To be done - Transcribe the material exactly. Images do not belong in the copy.

━━━━━ Given records ━━━━━

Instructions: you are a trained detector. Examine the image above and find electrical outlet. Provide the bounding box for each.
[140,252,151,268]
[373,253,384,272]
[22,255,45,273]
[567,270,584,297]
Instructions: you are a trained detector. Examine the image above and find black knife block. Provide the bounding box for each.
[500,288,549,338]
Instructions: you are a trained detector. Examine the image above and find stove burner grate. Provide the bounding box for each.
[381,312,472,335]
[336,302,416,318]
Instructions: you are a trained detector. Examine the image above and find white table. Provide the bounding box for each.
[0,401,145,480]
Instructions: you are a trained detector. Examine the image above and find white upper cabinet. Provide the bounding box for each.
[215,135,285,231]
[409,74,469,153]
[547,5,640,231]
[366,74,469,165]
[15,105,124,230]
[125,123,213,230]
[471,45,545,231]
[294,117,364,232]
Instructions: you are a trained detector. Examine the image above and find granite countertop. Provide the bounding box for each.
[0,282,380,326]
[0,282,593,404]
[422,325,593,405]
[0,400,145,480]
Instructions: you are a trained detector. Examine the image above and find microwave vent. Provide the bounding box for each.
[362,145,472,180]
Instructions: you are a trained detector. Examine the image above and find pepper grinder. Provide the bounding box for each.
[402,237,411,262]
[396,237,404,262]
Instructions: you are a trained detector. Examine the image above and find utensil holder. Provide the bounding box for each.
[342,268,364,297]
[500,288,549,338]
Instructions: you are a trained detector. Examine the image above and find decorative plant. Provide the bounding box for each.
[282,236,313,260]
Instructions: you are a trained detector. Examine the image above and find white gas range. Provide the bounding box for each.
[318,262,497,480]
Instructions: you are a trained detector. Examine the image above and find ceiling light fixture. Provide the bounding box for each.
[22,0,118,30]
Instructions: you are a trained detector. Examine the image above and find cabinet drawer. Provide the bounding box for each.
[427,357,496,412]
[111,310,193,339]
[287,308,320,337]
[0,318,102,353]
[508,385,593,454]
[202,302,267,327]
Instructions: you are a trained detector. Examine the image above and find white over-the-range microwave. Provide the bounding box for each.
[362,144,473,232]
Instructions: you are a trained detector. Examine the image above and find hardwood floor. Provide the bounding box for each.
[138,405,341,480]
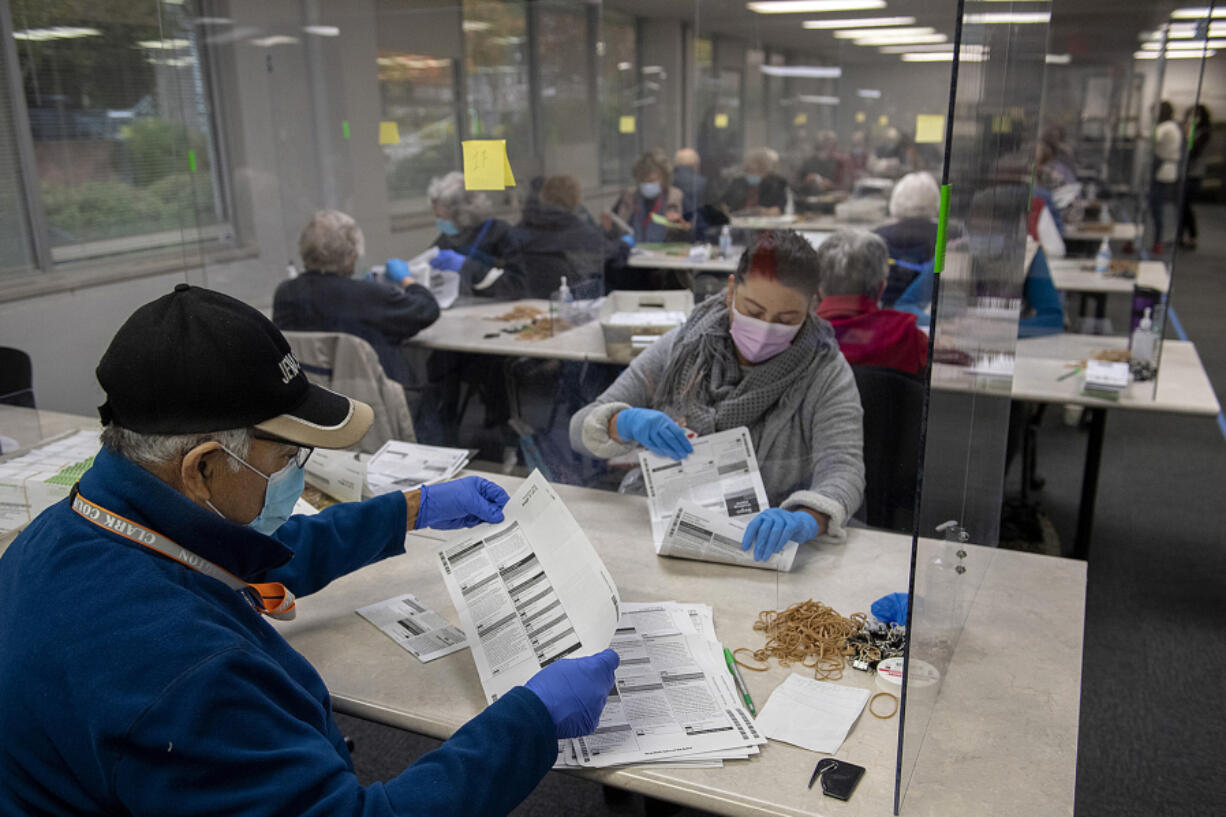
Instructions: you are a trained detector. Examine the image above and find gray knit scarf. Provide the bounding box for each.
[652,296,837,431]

━━━━━

The solution -
Instructions: you are a trained detector. Examine the image above and find electrical outlet. Provide the bounding box for each.
[140,252,151,268]
[373,253,384,272]
[22,255,45,273]
[567,270,584,297]
Instructions: you are a trained detector. Examine the image above and find black knife block. Provide the bounding box for each.
[500,288,549,338]
Instructions: you are a trained detector. Examine the image above and find stove burner grate. Provide the bounding box for each.
[381,312,472,335]
[336,302,416,318]
Instructions: you are a trained detector. Examine the image above and find white table. Provide the bounding box for each.
[0,401,145,480]
Instructions: you are a trained detector. Examine the image above and find white upper cabinet. Provide the bounding box for each.
[215,135,285,231]
[409,74,469,153]
[547,5,640,231]
[366,74,469,165]
[15,105,124,230]
[125,123,213,230]
[471,45,545,231]
[294,117,364,232]
Instructions: you are a trained detector. Examine the image above and find granite countertop. Provide the bounding box for each.
[0,282,380,326]
[0,282,593,404]
[422,325,593,405]
[0,400,145,480]
Instructions: you are a trained detector. Examine the image above and find microwave vent. Provide the bounding box for each.
[362,145,472,180]
Instructions: you are a trained detector. Examine the image above and find pepper grinder. Provide the bounding box for each.
[402,237,411,262]
[396,237,404,262]
Instructions: you are a trained detector. Examine the image above and find utensil holder. Provide the bounding box for each.
[342,268,364,297]
[500,288,549,338]
Instructions: you are a trained detector. Examine the image above and find decorative plant. Provide the bounding box for each.
[282,236,313,260]
Instructions: you are a trained detector. Examine the image above and find white gas range. Provide the bounding box for each.
[318,262,497,480]
Instructions: you are a trained detector. Examine the image above and find ceiling light fixture. Provide the bounding box for each.
[22,0,118,30]
Instructions: you are a trained detector. Examine the image above and find cabinet drawer. Provide the bounding box for each.
[427,357,496,412]
[111,310,193,339]
[287,308,320,337]
[0,318,102,353]
[508,385,593,454]
[202,302,267,327]
Instructions: you are a trained detector. Examine the image above and find white over-the-range microwave. Provide the bounding box for each.
[362,144,473,232]
Instructions: you are a trained detector. Examine the image above and find hardwood floor. Provide the bounding box for each.
[138,405,341,480]
Instructions: you are a trained detector. Examine the image above and find gray knit scarf. Provide the bounding box for each.
[652,296,837,431]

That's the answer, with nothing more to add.